*Work task*
Repeat the passage on anxiety disorders below word for word, in full.

BEGIN Extract to read

The common feature of all anxiety disorders is that of threat intolerance. For those affected by anxiety disorders there is the perception that harm will occur if threat is not avoided entirely. The threat of harm could be real or imagined. Harm can also be to physical and emotional well-being or to status and position. Everyone worries. What separates the chronically anxious from others is the persistence of symptoms that disrupt the person’s social, relationship and work-life performance. Anxiety disorders are the most common mental disorders in society affecting about 18% of the U.S. adult population.

END Extract to read
BEGIN Data for review

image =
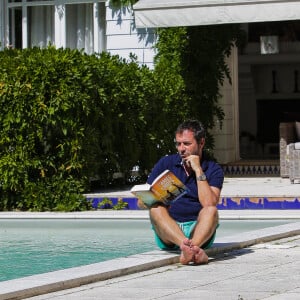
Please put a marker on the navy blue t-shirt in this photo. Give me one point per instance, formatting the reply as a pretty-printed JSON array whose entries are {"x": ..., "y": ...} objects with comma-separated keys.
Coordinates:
[{"x": 187, "y": 207}]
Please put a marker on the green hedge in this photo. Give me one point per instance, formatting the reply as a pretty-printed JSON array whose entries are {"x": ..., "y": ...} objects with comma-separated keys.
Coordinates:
[{"x": 67, "y": 117}]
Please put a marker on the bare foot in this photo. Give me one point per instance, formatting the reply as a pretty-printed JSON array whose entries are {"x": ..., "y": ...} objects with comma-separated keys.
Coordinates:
[
  {"x": 187, "y": 253},
  {"x": 200, "y": 257}
]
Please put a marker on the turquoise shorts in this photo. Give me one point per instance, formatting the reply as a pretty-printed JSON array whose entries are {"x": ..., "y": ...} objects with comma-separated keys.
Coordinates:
[{"x": 187, "y": 229}]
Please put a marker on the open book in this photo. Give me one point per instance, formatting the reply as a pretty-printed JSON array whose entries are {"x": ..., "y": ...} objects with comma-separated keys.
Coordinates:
[{"x": 165, "y": 188}]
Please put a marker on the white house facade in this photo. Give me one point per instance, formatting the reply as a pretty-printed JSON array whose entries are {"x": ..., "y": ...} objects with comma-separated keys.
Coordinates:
[
  {"x": 91, "y": 25},
  {"x": 265, "y": 84}
]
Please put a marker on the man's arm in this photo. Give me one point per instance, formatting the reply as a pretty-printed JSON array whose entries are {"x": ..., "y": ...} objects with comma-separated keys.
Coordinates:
[{"x": 207, "y": 195}]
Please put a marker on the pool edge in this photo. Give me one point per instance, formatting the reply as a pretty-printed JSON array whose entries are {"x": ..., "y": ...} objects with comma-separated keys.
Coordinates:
[{"x": 74, "y": 277}]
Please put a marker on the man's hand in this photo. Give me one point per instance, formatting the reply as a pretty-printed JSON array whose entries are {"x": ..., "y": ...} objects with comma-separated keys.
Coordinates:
[{"x": 193, "y": 162}]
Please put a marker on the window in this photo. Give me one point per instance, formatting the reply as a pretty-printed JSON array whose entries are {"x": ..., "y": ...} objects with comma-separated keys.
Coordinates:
[{"x": 64, "y": 23}]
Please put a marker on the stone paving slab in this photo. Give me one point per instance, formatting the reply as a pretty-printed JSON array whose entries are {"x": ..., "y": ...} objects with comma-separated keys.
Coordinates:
[
  {"x": 265, "y": 271},
  {"x": 75, "y": 277}
]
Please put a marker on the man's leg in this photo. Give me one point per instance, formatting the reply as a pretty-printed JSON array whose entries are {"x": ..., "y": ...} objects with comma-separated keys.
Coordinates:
[
  {"x": 206, "y": 225},
  {"x": 170, "y": 233}
]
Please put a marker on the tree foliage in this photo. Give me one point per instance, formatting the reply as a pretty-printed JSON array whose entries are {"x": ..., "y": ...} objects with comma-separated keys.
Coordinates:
[{"x": 67, "y": 117}]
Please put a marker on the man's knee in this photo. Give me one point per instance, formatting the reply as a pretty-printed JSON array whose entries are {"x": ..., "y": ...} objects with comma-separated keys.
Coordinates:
[
  {"x": 157, "y": 211},
  {"x": 210, "y": 212}
]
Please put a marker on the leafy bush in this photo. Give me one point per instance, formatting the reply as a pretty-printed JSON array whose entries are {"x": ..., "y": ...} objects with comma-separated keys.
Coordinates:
[{"x": 67, "y": 117}]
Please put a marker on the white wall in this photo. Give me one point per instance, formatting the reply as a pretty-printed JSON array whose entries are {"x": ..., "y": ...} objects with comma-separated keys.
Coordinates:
[
  {"x": 226, "y": 138},
  {"x": 123, "y": 38}
]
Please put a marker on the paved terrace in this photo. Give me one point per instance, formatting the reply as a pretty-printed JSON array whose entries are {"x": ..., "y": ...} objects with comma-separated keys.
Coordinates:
[{"x": 261, "y": 264}]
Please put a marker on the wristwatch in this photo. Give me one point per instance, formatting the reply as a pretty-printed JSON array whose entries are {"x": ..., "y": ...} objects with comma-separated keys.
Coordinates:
[{"x": 201, "y": 177}]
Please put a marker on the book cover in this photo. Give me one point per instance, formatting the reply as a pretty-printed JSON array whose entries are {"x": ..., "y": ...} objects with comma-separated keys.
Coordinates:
[{"x": 166, "y": 188}]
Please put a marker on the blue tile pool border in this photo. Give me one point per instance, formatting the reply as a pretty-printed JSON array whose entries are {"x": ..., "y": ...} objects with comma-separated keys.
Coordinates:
[{"x": 224, "y": 203}]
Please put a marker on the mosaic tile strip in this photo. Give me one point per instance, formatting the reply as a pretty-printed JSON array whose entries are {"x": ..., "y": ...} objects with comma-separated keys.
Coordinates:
[
  {"x": 240, "y": 170},
  {"x": 258, "y": 203},
  {"x": 225, "y": 203}
]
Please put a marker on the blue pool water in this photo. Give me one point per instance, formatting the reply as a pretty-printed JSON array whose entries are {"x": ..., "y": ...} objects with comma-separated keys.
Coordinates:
[{"x": 29, "y": 247}]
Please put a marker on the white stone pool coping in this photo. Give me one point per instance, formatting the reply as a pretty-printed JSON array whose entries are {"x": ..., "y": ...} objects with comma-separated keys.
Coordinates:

END Data for review

*Task output*
The common feature of all anxiety disorders is that of threat intolerance. For those affected by anxiety disorders there is the perception that harm will occur if threat is not avoided entirely. The threat of harm could be real or imagined. Harm can also be to physical and emotional well-being or to status and position. Everyone worries. What separates the chronically anxious from others is the persistence of symptoms that disrupt the person’s social, relationship and work-life performance. Anxiety disorders are the most common mental disorders in society affecting about 18% of the U.S. adult population.